• _Exercise materials_:

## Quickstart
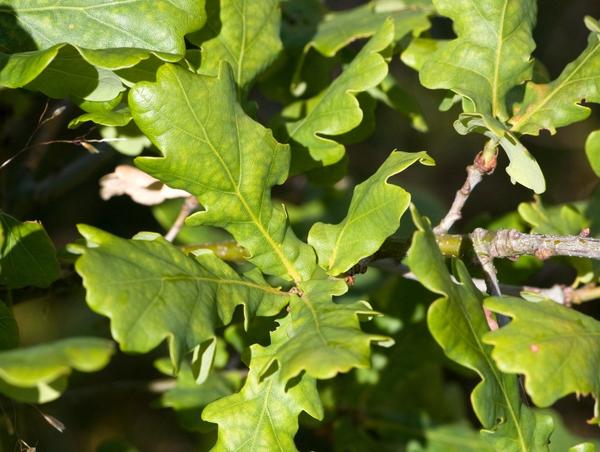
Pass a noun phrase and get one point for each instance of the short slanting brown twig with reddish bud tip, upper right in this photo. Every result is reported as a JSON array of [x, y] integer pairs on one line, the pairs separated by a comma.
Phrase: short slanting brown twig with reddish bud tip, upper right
[[482, 165]]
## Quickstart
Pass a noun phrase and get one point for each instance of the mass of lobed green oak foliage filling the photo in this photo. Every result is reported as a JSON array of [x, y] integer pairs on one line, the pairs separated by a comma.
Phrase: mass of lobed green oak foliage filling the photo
[[233, 102]]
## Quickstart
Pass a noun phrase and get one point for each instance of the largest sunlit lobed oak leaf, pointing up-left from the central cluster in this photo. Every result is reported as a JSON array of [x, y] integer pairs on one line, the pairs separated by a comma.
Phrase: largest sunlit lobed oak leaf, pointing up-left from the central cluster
[[230, 162]]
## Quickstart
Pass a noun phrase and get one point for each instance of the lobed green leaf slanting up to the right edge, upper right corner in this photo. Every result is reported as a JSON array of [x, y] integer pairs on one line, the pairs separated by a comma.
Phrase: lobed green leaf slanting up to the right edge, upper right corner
[[556, 104]]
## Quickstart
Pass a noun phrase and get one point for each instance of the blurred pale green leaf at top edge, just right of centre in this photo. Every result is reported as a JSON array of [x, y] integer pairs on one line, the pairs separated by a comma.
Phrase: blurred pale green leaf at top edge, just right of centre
[[338, 29]]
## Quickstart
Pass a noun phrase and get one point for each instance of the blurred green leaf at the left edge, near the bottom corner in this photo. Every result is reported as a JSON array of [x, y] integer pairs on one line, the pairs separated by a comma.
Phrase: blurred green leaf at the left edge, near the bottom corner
[[38, 374]]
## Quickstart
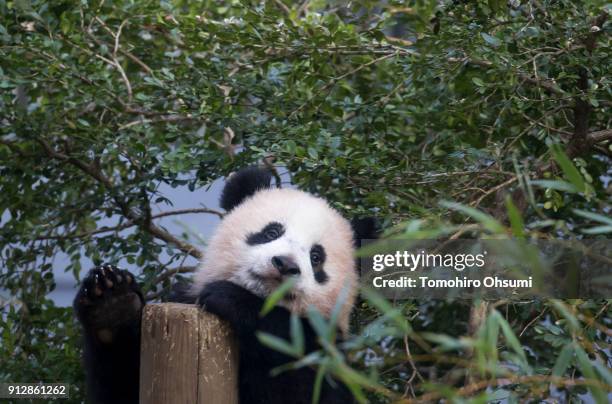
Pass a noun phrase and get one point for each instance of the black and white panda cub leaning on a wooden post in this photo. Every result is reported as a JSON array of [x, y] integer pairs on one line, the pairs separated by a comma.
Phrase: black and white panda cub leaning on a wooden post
[[268, 235]]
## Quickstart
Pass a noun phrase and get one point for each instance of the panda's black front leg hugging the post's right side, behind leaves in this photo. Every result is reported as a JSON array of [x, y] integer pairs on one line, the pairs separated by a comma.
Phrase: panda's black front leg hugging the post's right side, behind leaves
[[241, 309]]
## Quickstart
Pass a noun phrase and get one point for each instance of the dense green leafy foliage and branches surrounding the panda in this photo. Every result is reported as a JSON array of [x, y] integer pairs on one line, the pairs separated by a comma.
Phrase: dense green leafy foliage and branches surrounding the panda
[[386, 108]]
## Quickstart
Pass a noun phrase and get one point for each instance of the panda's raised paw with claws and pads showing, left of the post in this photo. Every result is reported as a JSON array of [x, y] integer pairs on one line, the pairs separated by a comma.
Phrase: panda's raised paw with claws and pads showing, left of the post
[[108, 298]]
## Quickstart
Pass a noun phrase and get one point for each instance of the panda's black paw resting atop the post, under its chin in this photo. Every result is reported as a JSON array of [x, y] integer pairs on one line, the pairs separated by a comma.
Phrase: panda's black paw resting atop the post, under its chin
[[232, 303]]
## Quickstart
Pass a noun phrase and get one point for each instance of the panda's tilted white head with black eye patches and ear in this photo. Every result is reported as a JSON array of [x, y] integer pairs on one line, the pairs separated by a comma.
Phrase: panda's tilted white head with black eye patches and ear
[[271, 234]]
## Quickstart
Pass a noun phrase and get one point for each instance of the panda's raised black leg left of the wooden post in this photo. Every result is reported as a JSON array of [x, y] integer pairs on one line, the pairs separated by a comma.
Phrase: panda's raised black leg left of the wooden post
[[109, 305]]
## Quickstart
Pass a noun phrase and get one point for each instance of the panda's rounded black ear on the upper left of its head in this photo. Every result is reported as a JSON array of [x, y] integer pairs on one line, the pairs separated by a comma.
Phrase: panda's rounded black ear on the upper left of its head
[[242, 184]]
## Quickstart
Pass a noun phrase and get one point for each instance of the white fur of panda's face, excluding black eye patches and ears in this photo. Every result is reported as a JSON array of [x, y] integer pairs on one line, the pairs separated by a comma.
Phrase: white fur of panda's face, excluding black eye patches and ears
[[307, 220]]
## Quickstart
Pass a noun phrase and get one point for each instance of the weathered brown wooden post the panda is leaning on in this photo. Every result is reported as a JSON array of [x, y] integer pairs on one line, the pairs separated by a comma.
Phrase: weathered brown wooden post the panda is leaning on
[[186, 356]]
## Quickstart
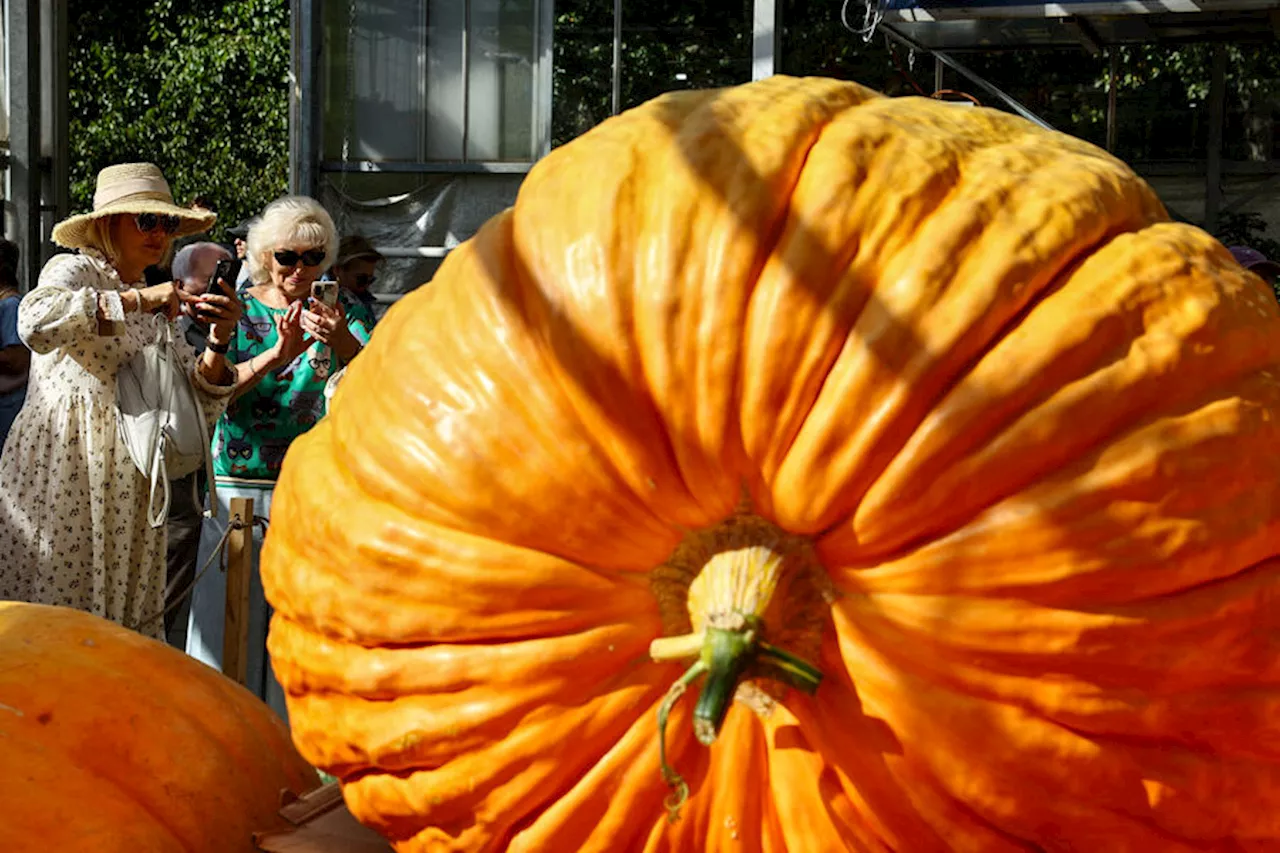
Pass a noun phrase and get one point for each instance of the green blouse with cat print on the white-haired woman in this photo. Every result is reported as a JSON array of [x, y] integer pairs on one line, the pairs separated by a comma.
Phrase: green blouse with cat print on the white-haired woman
[[253, 437]]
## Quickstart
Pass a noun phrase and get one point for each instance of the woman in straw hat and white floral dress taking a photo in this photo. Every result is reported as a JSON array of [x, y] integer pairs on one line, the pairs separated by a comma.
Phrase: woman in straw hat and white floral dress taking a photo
[[74, 514]]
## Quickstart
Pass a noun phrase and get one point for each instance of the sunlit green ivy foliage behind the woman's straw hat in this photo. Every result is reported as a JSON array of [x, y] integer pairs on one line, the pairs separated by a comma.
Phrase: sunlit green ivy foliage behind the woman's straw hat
[[199, 88]]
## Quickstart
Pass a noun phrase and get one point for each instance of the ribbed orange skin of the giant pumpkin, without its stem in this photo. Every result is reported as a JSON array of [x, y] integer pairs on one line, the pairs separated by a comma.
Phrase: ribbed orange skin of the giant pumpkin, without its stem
[[1028, 426]]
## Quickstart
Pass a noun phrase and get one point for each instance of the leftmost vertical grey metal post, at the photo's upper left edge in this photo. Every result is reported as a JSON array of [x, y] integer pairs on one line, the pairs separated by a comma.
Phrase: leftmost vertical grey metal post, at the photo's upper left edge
[[25, 183]]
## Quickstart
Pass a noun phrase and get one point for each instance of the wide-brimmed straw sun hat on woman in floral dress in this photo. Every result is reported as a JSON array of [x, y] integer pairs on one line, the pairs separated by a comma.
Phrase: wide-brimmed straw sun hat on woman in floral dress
[[131, 189]]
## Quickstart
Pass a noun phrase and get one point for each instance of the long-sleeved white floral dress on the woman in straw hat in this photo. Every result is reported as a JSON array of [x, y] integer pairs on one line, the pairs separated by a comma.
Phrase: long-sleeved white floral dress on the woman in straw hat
[[74, 508]]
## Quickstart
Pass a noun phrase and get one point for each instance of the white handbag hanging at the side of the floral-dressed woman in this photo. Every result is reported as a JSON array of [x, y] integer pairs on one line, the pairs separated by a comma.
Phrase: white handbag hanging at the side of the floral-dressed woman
[[162, 423]]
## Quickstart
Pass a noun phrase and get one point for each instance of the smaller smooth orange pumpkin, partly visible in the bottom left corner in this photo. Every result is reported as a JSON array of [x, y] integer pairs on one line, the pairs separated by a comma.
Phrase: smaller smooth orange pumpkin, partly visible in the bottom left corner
[[116, 743]]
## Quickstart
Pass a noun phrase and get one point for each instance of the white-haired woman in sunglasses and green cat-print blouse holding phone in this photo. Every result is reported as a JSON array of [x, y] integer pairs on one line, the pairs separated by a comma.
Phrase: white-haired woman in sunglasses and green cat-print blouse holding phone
[[287, 345]]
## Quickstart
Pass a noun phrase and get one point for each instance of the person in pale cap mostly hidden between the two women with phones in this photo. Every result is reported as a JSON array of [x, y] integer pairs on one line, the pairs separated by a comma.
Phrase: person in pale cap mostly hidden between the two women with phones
[[193, 270]]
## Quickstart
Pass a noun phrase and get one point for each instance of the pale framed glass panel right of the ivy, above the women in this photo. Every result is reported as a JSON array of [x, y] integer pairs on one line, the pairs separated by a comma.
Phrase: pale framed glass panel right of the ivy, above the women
[[433, 81]]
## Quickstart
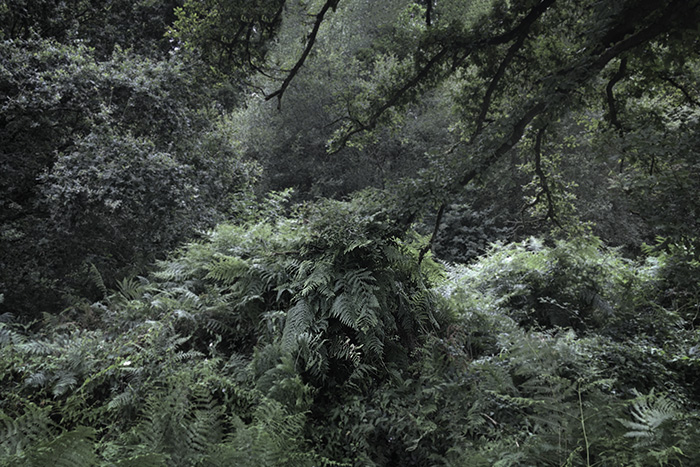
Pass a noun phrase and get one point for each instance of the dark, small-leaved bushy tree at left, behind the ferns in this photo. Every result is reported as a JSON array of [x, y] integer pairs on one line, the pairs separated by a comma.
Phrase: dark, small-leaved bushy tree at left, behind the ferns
[[106, 165]]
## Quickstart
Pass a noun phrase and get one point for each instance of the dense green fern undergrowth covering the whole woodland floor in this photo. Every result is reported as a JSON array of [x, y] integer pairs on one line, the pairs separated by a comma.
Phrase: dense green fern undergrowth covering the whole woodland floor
[[319, 338]]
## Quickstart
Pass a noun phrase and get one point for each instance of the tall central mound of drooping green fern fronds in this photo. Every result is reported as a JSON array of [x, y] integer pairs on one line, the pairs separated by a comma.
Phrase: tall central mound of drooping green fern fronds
[[332, 276]]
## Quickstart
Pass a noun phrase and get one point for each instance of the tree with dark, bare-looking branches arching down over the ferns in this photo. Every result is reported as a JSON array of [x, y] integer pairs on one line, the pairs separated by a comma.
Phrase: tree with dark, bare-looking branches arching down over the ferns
[[546, 83]]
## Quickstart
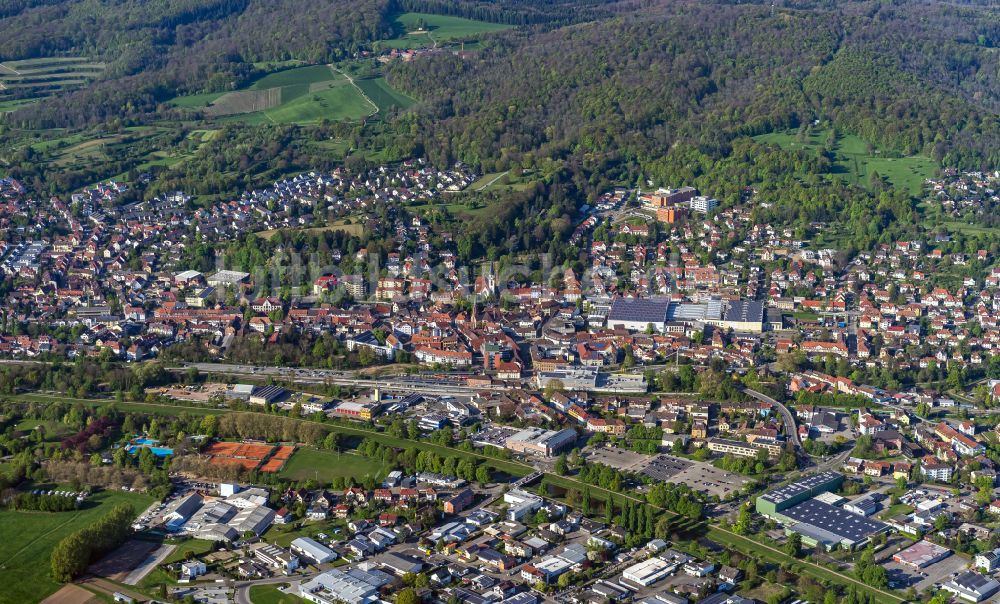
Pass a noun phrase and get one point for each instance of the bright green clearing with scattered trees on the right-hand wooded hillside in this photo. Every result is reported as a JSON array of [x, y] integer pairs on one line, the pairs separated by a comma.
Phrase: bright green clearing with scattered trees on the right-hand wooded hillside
[[855, 163]]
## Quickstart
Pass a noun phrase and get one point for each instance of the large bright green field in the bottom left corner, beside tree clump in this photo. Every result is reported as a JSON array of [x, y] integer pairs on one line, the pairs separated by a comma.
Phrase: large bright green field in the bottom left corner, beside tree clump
[[27, 539]]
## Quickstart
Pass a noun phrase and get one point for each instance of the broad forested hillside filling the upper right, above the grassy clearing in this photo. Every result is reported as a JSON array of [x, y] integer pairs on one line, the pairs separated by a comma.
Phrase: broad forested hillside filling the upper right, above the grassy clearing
[[915, 77]]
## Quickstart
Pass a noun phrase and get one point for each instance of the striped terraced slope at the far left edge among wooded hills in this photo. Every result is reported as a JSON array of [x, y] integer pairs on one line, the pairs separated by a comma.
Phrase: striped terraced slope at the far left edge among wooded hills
[[46, 76]]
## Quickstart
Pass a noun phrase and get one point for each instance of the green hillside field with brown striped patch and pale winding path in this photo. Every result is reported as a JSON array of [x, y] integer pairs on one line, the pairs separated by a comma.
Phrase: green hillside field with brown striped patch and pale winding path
[[296, 95]]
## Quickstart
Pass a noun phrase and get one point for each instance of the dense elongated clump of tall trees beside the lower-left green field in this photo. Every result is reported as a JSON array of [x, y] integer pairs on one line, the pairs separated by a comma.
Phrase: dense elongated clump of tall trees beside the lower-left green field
[[71, 556]]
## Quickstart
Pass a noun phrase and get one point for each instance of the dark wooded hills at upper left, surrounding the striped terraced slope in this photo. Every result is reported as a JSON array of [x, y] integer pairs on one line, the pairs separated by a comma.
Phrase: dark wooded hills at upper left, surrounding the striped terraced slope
[[158, 49]]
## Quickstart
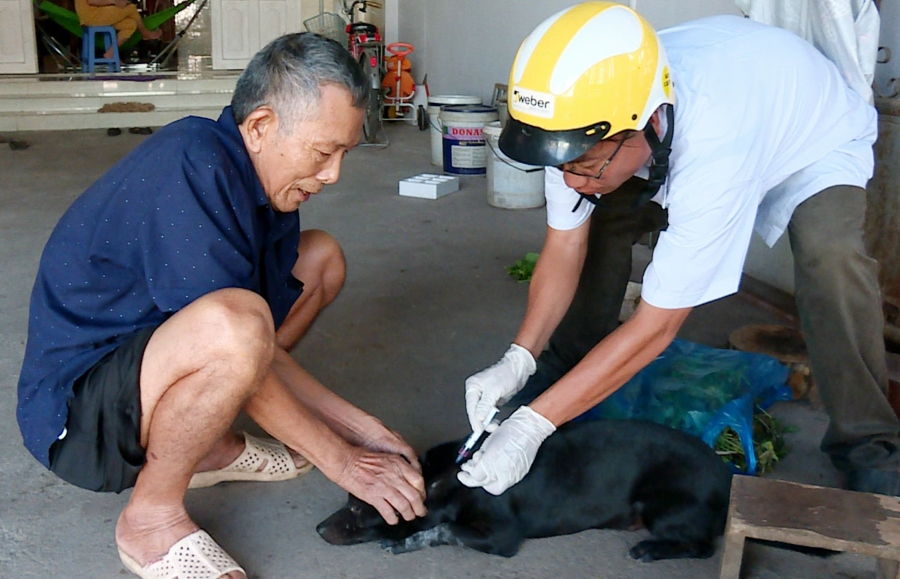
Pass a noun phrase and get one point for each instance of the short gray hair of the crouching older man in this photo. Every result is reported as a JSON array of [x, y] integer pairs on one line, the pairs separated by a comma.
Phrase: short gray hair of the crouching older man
[[288, 74]]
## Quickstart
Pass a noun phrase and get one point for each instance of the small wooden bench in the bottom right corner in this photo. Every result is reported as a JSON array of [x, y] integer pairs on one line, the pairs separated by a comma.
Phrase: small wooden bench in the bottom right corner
[[811, 516]]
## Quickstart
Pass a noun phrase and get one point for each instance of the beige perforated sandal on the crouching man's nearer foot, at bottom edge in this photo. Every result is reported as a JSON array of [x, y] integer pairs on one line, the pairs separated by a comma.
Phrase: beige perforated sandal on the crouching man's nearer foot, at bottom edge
[[197, 556]]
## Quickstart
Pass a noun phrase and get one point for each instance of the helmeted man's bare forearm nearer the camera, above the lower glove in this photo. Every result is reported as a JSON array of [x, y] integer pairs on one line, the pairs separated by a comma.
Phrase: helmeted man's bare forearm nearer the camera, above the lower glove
[[611, 363]]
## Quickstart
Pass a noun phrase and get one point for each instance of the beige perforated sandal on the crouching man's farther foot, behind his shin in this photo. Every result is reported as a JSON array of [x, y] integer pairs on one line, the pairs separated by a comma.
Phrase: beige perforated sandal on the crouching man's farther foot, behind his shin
[[261, 460]]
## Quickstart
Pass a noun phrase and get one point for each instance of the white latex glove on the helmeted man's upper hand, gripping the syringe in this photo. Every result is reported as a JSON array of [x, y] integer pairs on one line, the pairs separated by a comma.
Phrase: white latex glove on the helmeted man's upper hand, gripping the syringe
[[497, 384]]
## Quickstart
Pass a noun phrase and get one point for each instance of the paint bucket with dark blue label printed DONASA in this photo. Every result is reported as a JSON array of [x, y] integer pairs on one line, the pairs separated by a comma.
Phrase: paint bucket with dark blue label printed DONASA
[[464, 148]]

• _Task statement_:
What you return should be exactly the lines above, starting at the one with "Phrase: beige perforated sandal on the crouching man's nearer" and ending at the one with "of the helmeted", and nothing else.

• _Worked solution_:
Phrase: beige perforated sandal on the crouching man's nearer foot, at bottom edge
[[197, 556]]
## Quickstart
Pass a noun phrase and get one point for each instance of the helmeted man's bare forearm nearer the camera, above the lower glove in this photo. Every result is reported as a JSON array of [x, y] integer pairs on one line, the pairs separated by a comma.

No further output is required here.